··· Extract provided
1 The Mystery of Who Am I?

2 In Search of Meaning

3 Self, No-Self, and Reincarnation

4 Destiny, Fate, and Karma

5 In Search of Freedom

Epilogue

 

Exerpt from chapter 2:

Now, a few things more which will make it more clear. I cannot say that you will understand it, but it will make it more clear.
You walk, you are walking, you have gone for a morning walk. The very language -- that we say 'you are walking' -- creates a problem; in our very language is the problem. The moment we say somebody is walking, we assume that somebody is there who is walking -- the walker. We ask, how is walking possible if there is no walker?
Buddha says there is no walker, only walking. Life does not consist of things. Buddha says life consists of events. And that is exactly what modern science is saying: there are only processes, not things -- events.
Even to say that life exists is not right. Only thousands and thousands of living processes exist. Life is just an idea. There is nothing like life.
In the sky one day you see black clouds have gathered and there is thunder and lightning. When there is lightning do you ask, 'Is there something behind lightning? Who is lightning? What is lightning?' You will say, 'Lightning is simply lightning -- there is nobody behind it; it is just a process. It is not that there is something which is lightning. It is simply lightning.'
The duality is brought by the language. You are walking -- Buddha says there is only walking. You are thinking -- Buddha says there is only thinking, no thinker. Thinker is just created by the language. Because we use a language which is based in duality, it divides everything into duality.
While you are thinking, there is a cluster of thoughts, all right -- but there is no thinker. If you really want to understand it you will have to meditate deeply and come to a point where thinking disappears. The moment thinking disappears you will be surprised -- the thinker is also gone. With thinking, the thinker also disappears. It was just an appearance of moving thoughts.
······
··· Extracted records
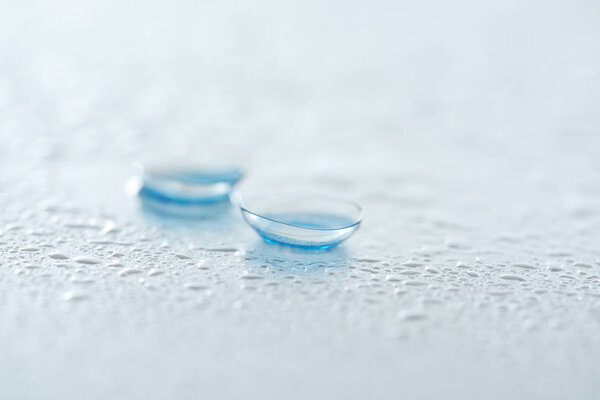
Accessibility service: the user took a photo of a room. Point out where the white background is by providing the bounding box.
[0,0,600,399]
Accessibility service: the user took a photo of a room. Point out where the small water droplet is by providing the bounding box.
[48,253,69,260]
[73,256,100,265]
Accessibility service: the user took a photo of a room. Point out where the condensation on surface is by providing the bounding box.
[0,1,600,399]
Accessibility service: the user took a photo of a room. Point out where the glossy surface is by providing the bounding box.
[138,168,242,217]
[240,194,362,250]
[0,0,600,400]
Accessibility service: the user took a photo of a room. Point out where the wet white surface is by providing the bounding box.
[0,1,600,399]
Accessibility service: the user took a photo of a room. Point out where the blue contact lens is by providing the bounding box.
[138,168,243,216]
[240,194,362,249]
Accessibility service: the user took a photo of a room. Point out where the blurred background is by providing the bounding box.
[0,0,600,399]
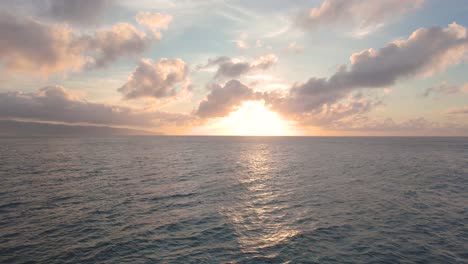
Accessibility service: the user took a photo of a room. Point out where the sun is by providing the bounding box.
[196,101,299,136]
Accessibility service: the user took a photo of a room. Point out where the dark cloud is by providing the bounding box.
[0,11,86,74]
[327,116,468,136]
[0,86,191,127]
[0,12,165,75]
[196,80,261,118]
[135,12,172,39]
[199,54,278,79]
[295,0,424,35]
[423,82,468,97]
[268,23,468,117]
[86,23,151,68]
[46,0,116,24]
[118,59,189,99]
[447,106,468,115]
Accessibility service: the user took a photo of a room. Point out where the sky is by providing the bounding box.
[0,0,468,136]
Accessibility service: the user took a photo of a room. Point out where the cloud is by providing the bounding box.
[135,12,172,39]
[270,23,468,117]
[45,0,115,24]
[295,0,424,35]
[199,54,278,79]
[84,23,150,68]
[327,116,468,136]
[288,41,304,54]
[423,82,468,97]
[447,106,468,115]
[195,80,260,118]
[0,86,191,127]
[118,59,189,99]
[0,12,173,75]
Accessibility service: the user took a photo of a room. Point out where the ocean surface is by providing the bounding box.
[0,136,468,263]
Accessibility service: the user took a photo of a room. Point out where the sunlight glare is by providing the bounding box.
[194,101,298,136]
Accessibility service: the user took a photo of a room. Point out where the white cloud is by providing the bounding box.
[118,59,189,99]
[136,12,173,39]
[295,0,424,36]
[0,86,192,127]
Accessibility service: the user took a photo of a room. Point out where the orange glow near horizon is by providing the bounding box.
[194,101,302,136]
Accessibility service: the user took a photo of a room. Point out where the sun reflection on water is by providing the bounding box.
[220,145,298,253]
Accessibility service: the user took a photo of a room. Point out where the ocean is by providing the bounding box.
[0,136,468,263]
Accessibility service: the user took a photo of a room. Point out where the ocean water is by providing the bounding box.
[0,136,468,263]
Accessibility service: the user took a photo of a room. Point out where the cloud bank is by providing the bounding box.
[118,59,189,99]
[0,86,191,127]
[295,0,424,36]
[199,54,278,79]
[0,10,172,75]
[269,23,468,118]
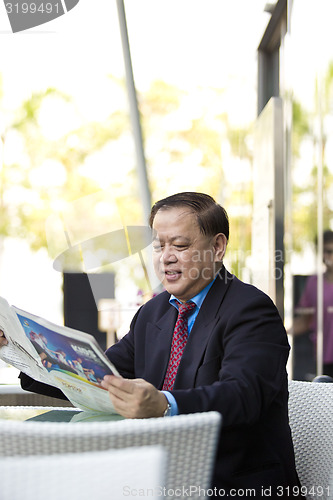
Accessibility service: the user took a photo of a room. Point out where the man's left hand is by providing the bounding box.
[102,375,167,418]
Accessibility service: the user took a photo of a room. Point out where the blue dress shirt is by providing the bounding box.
[162,280,215,417]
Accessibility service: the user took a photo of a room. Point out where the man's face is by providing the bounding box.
[153,207,226,302]
[324,243,333,270]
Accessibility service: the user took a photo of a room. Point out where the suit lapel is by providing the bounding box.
[174,267,233,389]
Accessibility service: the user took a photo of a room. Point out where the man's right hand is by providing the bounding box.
[0,330,8,347]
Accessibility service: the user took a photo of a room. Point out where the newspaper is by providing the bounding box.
[0,297,120,413]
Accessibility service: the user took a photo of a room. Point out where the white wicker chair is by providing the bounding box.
[0,412,222,498]
[289,380,333,500]
[0,446,166,500]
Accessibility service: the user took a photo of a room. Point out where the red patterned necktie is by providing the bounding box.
[162,302,195,391]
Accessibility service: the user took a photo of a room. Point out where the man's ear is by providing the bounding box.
[214,233,228,262]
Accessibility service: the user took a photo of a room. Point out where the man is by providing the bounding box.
[0,193,299,498]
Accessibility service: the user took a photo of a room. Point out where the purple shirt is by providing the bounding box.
[296,276,333,363]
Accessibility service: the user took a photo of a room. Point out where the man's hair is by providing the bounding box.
[149,191,229,240]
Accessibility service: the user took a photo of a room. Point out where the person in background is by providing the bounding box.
[0,192,301,499]
[291,230,333,377]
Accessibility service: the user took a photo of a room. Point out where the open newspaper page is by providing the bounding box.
[0,298,119,413]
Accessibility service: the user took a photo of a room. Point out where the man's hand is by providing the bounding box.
[102,375,167,418]
[0,330,8,347]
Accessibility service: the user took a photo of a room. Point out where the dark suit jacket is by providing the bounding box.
[22,268,299,498]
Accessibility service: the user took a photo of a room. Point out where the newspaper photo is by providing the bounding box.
[0,297,120,413]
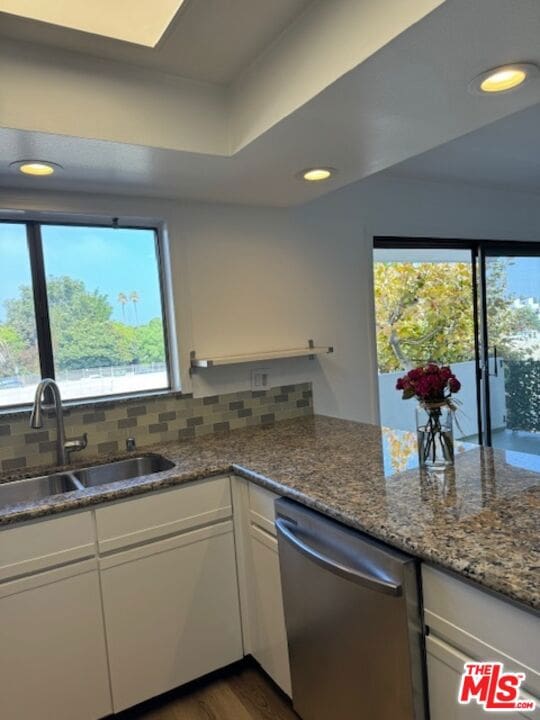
······
> Exercises:
(a) In the passage on Buddha and the walker, what does Buddha say life consists of?
(b) Carry on the passage on Buddha and the walker, starting after its last sentence.
The records have nothing to do with the passage on Buddha and the walker.

> Outputs by task:
(a) Life consists of events, not things.

(b)
You see a river. Does a river really exist, or is it just a movement? If you take the movement out, will there be a river? Once the movement is taken out the river will disappear. It is not that the river is moving; the river is nothing but rivering.
Language creates the difficulty. Maybe because of this particular structure in certain languages, Buddha became important and significant and became rooted only in Japan, China, Burma -- because they have a totally different language. It is very significant to understand why he became so important in the chinese mind, why China could understand him and India could not. China has a different language which fits with buddhist ideology absolutely. The chinese language does not divide in two. In the chinese language, or in Korean, or in Japanese or Burmese, a totally different structure exists than in Sanskrit, Hindi, English, Greek, Latin, French, German -- a totally different structure.
When for the first time the Bible was being translated into Burmese there was much difficulty, because a few sentences could not be translated at all. The moment you translate, their whole meaning is lost. For example, a simple sentence, 'God is'; you cannot translate it into Burmese. If you translate it, it becomes 'God becomes'. 'God is' cannot be translated because there is no equivalent term for 'is', because 'is' shows staticness.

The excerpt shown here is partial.